◆ JOB 1: In the forum thread, what option does the original poster say is missing compared with Azure Data Factory?
◆ JOB 2: Transcribe a passage of the forum thread, beginning at the words "# set Lakehouse" and stopping after the words "to contact me.".
** BEGIN SOURCE DOCUMENT **
Solved: Azure Pipeline - Lookup and CopyData

Tom_CA · ‎12-24-2024

Hello colleagues, I'm attempting to store the JSON output from my lookup activity in a file within my Lakehouse. I've experimented with the Copy Data activity, but it hasn't yielded the desired results. Could you suggest an effective method for saving the lookup activity's output to a file?

There is no "inline" option as in Azure Data Factory.

Thank you

Anonymous · ‎12-24-2024

Hi @Tom_CA ,

While I can't get the Json output of the Lookup activity directly through the data pipeline, I do have a workaround to store the JSON output of the lookup activity in a file in Lakehouse.

Please follow my steps to do this:

First, run the Lookup activity successfully in the pipeline.

Then, copy the output json result.

Use the following code to save the output json result as a temporary file. Please replace the parts I marked with your own json output.

import json
import os
import shutil

# Define example schema with more columns
test = {
    "firstRow": {
        "SalesOrderNumber": "SO51555",
        "SalesOrderLineNumber": 7,
        "OrderDate": "2021-06-23T00:00:00Z",
        "CustomerName": "Chloe Garcia",
        "Email": "chloe27@adventure-works.com",
        "Item": "Patch Kit/8 Patches",
        "Quantity": 1,
        "UnitPrice": 2.29,
        "Tax": 0.1832
    }
}

# Write to temporary file
temp_path = "/tmp/test.json"
with open(temp_path, 'w') as f:
    json.dump(test, f)

print(f"Schema temporarily saved to {temp_path}")

Use the following code to save it to the file section of lakehouse, where the path uses the File API Path.

# File API path
lakehouse_dir = "/lakehouse/default/Files/"
lakehouse_path = lakehouse_dir + "test.json"

if not os.path.exists(lakehouse_dir):
    os.makedirs(lakehouse_dir)

# Use shutil.copy to copy files to the target location
shutil.copy(temp_path, lakehouse_path)

print(f"Schema saved to {lakehouse_path}")

Finally you can use this code to see if your stored json output is correct.

import json
import pandas as pd

# set Lakehouse path
lakehouse_path = "/lakehouse/default/Files/test.json"

# use pandas to read JSON file
df = pd.read_json(lakehouse_path, orient='records', lines=True)

schema_loaded = json.loads(df.to_json(orient='records'))

print("Loaded schema:")
print(json.dumps(schema_loaded, indent=4))

By using notebook, you'll be able to save the json file in lakehouse's file.

If you have any other questions please feel free to contact me.

Best Regards,
Yang
Community Support Team

If there is any post helps, then please consider Accept it as the solution to help the other members find it more quickly.
If I misunderstand your needs or you still have problems on it, please feel free to let us know. Thanks a lot!
** END SOURCE DOCUMENT **
** BEGIN DATASET EXCERPT **
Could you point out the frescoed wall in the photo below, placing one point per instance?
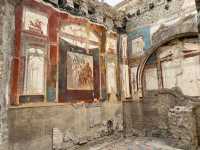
(79, 71)
(35, 21)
** END DATASET EXCERPT **
◆ EXERCISE OUTPUT 1: An "inline" option.

◆ EXERCISE OUTPUT 2:
# set Lakehouse path
lakehouse_path = "/lakehouse/default/Files/test.json"

# use pandas to read JSON file
df = pd.read_json(lakehouse_path, orient='records', lines=True)

schema_loaded = json.loads(df.to_json(orient='records'))

print("Loaded schema:")
print(json.dumps(schema_loaded, indent=4))

By using notebook, you'll be able to save the json file in lakehouse's file.

If you have any other questions please feel free to contact me.